Aim of the exercise: Leave every image out, and print the remaining lines below exactly.

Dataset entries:
____________________
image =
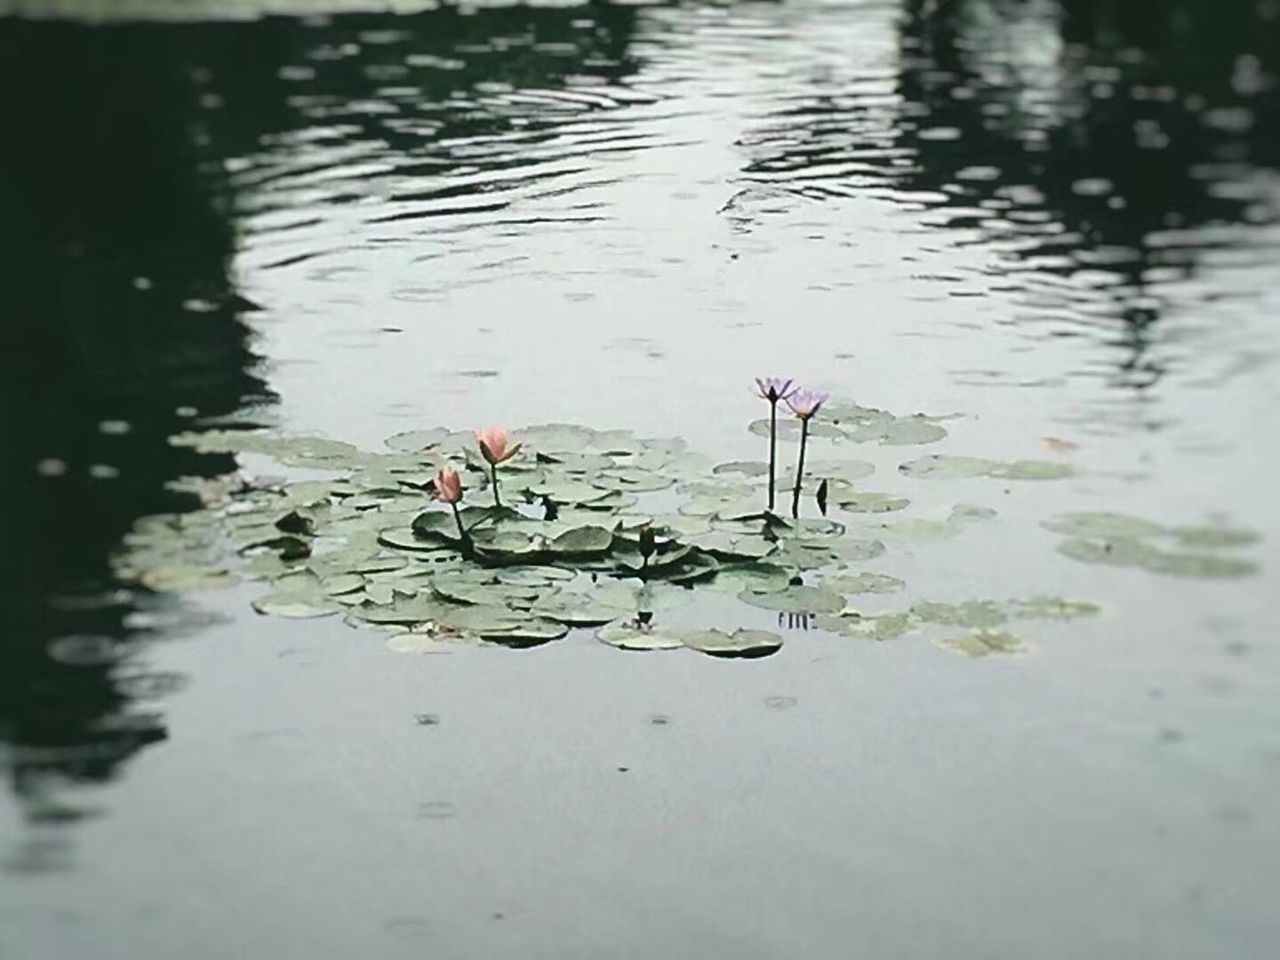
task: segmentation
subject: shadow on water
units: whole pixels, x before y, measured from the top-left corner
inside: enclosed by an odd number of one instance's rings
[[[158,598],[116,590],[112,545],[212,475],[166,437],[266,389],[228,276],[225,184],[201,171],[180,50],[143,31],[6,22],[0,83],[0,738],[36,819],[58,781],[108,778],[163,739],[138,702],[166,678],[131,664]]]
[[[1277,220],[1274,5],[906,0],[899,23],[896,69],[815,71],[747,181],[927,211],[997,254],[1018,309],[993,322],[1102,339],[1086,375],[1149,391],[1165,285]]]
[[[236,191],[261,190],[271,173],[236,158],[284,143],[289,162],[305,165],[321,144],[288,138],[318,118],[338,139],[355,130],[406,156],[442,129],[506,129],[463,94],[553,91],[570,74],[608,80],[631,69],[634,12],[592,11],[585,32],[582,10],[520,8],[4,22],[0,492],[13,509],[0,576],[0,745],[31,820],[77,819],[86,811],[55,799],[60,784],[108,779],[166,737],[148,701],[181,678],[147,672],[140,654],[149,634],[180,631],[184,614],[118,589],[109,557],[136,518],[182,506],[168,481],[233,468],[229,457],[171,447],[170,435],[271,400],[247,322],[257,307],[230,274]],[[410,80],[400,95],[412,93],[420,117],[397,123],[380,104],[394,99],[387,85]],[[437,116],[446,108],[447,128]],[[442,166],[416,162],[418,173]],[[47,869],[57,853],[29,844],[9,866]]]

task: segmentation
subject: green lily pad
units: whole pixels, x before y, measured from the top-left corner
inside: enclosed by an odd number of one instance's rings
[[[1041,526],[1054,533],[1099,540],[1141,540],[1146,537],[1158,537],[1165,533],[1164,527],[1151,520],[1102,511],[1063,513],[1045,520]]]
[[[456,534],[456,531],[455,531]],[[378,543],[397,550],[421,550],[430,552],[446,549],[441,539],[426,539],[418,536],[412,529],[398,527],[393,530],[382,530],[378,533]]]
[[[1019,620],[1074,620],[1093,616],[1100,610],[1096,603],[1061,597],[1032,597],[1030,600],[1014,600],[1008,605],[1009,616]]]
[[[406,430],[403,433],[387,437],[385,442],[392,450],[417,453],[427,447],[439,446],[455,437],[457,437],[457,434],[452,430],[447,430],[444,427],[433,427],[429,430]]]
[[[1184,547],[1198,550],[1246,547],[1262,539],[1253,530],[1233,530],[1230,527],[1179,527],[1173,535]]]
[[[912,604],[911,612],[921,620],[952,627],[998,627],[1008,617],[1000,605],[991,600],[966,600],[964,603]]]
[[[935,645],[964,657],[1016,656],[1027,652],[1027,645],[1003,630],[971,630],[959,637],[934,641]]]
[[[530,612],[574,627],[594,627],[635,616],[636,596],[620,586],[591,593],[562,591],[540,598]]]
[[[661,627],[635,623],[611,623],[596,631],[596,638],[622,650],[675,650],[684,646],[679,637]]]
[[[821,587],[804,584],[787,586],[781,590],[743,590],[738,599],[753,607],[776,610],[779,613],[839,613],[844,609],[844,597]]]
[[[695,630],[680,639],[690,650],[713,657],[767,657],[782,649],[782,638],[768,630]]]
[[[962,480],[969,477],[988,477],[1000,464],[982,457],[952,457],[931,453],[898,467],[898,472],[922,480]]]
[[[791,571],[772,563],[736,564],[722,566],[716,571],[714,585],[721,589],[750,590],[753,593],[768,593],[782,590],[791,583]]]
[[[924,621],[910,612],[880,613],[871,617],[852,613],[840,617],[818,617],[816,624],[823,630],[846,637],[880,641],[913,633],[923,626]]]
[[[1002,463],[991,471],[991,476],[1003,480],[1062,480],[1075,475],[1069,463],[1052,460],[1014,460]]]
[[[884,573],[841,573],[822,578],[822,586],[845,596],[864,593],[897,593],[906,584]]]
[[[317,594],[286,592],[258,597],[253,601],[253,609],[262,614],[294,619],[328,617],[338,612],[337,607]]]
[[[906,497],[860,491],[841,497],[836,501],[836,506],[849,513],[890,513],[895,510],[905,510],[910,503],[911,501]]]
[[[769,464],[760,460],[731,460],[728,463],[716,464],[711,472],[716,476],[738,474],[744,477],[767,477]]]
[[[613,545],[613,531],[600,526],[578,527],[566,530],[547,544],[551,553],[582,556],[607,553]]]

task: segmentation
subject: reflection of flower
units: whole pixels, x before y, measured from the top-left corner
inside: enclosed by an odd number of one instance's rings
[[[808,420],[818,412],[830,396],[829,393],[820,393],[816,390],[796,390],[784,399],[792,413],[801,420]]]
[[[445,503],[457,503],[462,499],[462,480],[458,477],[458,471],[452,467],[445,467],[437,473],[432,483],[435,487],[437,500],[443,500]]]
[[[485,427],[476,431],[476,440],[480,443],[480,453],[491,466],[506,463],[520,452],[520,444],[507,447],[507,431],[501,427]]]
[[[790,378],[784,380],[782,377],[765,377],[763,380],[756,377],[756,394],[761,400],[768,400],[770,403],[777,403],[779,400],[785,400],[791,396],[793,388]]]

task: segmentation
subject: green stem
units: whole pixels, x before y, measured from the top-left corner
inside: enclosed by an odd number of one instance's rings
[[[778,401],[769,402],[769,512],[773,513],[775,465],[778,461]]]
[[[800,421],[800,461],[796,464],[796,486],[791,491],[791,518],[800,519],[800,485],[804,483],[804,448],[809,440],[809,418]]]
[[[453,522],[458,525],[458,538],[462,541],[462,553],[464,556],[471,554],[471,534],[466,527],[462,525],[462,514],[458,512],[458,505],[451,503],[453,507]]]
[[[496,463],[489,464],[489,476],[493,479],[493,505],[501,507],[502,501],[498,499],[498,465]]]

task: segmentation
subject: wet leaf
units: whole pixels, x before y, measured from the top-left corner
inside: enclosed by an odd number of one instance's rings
____________________
Your solution:
image =
task: segmentation
subject: shadow on water
units: whole pixels, x before y, measured from the top-left corner
inside: enclosed by an odd number of one instance's rings
[[[158,598],[116,590],[112,545],[212,475],[166,437],[266,389],[228,276],[225,184],[201,171],[180,50],[143,31],[6,22],[0,83],[0,738],[36,819],[58,781],[108,778],[163,739],[138,702],[166,678],[131,664]]]
[[[1277,220],[1274,5],[906,0],[899,23],[896,69],[815,71],[747,181],[927,211],[997,254],[1018,309],[993,322],[1102,339],[1086,375],[1149,391],[1165,285]]]
[[[236,191],[261,190],[271,173],[236,158],[284,143],[289,162],[305,165],[321,144],[288,138],[318,118],[338,139],[355,130],[406,156],[442,129],[506,129],[463,94],[553,91],[570,74],[608,80],[631,69],[634,12],[592,11],[585,32],[582,10],[520,8],[4,22],[0,492],[13,509],[0,576],[0,745],[31,820],[77,819],[86,811],[55,799],[60,784],[108,779],[166,737],[148,701],[181,678],[147,672],[140,654],[149,634],[180,631],[184,614],[118,589],[109,557],[136,518],[182,506],[168,481],[233,468],[229,457],[171,447],[170,435],[271,400],[247,322],[257,307],[230,274]],[[410,80],[400,95],[412,93],[420,117],[397,123],[380,104],[394,99],[387,85]],[[437,116],[446,108],[447,128]],[[442,166],[416,162],[418,173]],[[47,869],[57,853],[29,844],[9,866]]]

task: segmentation
subject: green lily pad
units: whole pixels, x before y, measured from the top-left corner
inside: enclosed by an odd number of one instance's rings
[[[1041,526],[1054,533],[1099,540],[1141,540],[1146,537],[1158,537],[1165,533],[1164,527],[1151,520],[1102,511],[1063,513],[1045,520]]]
[[[456,534],[456,531],[455,531]],[[378,543],[397,550],[421,550],[430,552],[446,549],[441,539],[426,539],[418,536],[412,529],[398,527],[393,530],[382,530],[378,533]]]
[[[1019,620],[1074,620],[1093,616],[1100,610],[1096,603],[1061,597],[1032,597],[1030,600],[1014,600],[1008,605],[1009,616]]]
[[[406,430],[403,433],[387,437],[385,442],[392,450],[417,453],[427,447],[439,446],[455,437],[457,437],[457,434],[452,430],[447,430],[444,427],[433,427],[429,430]]]
[[[1184,547],[1198,550],[1246,547],[1262,539],[1253,530],[1233,530],[1230,527],[1179,527],[1173,535]]]
[[[912,604],[911,612],[921,620],[952,627],[998,627],[1008,617],[1000,605],[991,600],[966,600],[964,603]]]
[[[935,645],[964,657],[1016,656],[1027,652],[1027,645],[1003,630],[971,630],[959,637],[934,641]]]
[[[530,612],[574,627],[594,627],[635,616],[636,596],[620,586],[591,593],[562,591],[540,598]]]
[[[661,627],[635,623],[611,623],[596,631],[596,638],[622,650],[675,650],[684,646],[679,637]]]
[[[821,587],[804,584],[787,586],[781,590],[743,590],[738,599],[753,607],[776,610],[779,613],[839,613],[844,609],[844,597]]]
[[[695,630],[680,639],[690,650],[713,657],[767,657],[782,649],[782,638],[768,630]]]
[[[962,480],[969,477],[988,477],[1000,464],[982,457],[952,457],[931,453],[898,467],[898,472],[922,480]]]
[[[791,571],[772,563],[736,564],[722,566],[716,571],[714,585],[721,589],[750,590],[753,593],[768,593],[782,590],[791,583]]]
[[[924,621],[910,612],[880,613],[871,617],[852,613],[840,617],[818,617],[816,624],[823,630],[846,637],[880,641],[913,633],[923,626]]]
[[[1002,463],[991,471],[991,476],[1003,480],[1062,480],[1075,475],[1069,463],[1052,460],[1014,460]]]
[[[884,573],[841,573],[822,578],[822,586],[845,596],[864,593],[897,593],[906,584]]]
[[[317,594],[286,592],[258,597],[253,601],[253,609],[262,614],[294,619],[328,617],[338,612],[337,607]]]
[[[906,497],[860,491],[841,497],[836,501],[836,506],[849,513],[890,513],[895,510],[905,510],[910,503],[911,501]]]
[[[769,464],[760,460],[731,460],[728,463],[716,464],[711,472],[716,476],[738,474],[744,477],[767,477]]]
[[[613,545],[613,531],[600,526],[578,527],[566,530],[547,544],[551,553],[582,556],[607,553]]]

task: segmentation
subject: reflection of flower
units: whole pixels, x before y, measured from the top-left corner
inside: enclosed by an odd number of one instance's rings
[[[808,420],[818,412],[830,396],[829,393],[820,393],[816,390],[796,390],[784,399],[792,413],[801,420]]]
[[[445,503],[457,503],[462,499],[462,480],[458,477],[458,471],[452,467],[445,467],[437,473],[432,483],[435,487],[437,500],[443,500]]]
[[[485,427],[476,431],[476,440],[480,443],[480,453],[491,466],[506,463],[520,452],[520,444],[507,447],[507,431],[501,427]]]
[[[790,378],[784,380],[782,377],[765,377],[763,380],[756,377],[756,394],[761,400],[768,400],[770,403],[777,403],[779,400],[785,400],[791,396],[793,388]]]

task: segmentation
subject: green stem
units: whole pixels, x before y, measured from the top-left corner
inside: enclosed by an odd number of one instance's rings
[[[778,401],[769,402],[769,512],[773,513],[775,465],[778,461]]]
[[[800,421],[800,461],[796,464],[796,486],[791,491],[791,518],[800,519],[800,485],[804,483],[804,448],[809,440],[809,418]]]
[[[453,522],[458,525],[458,538],[462,541],[462,553],[464,556],[471,554],[471,534],[466,527],[462,525],[462,514],[458,512],[458,505],[451,503],[453,507]]]
[[[496,463],[489,464],[489,476],[493,479],[493,505],[501,507],[502,501],[498,499],[498,465]]]

task: segmentation
subject: wet leaf
units: whole pixels, x before y, measured from the top-left corner
inside: enclosed by an odd number of one instance's rings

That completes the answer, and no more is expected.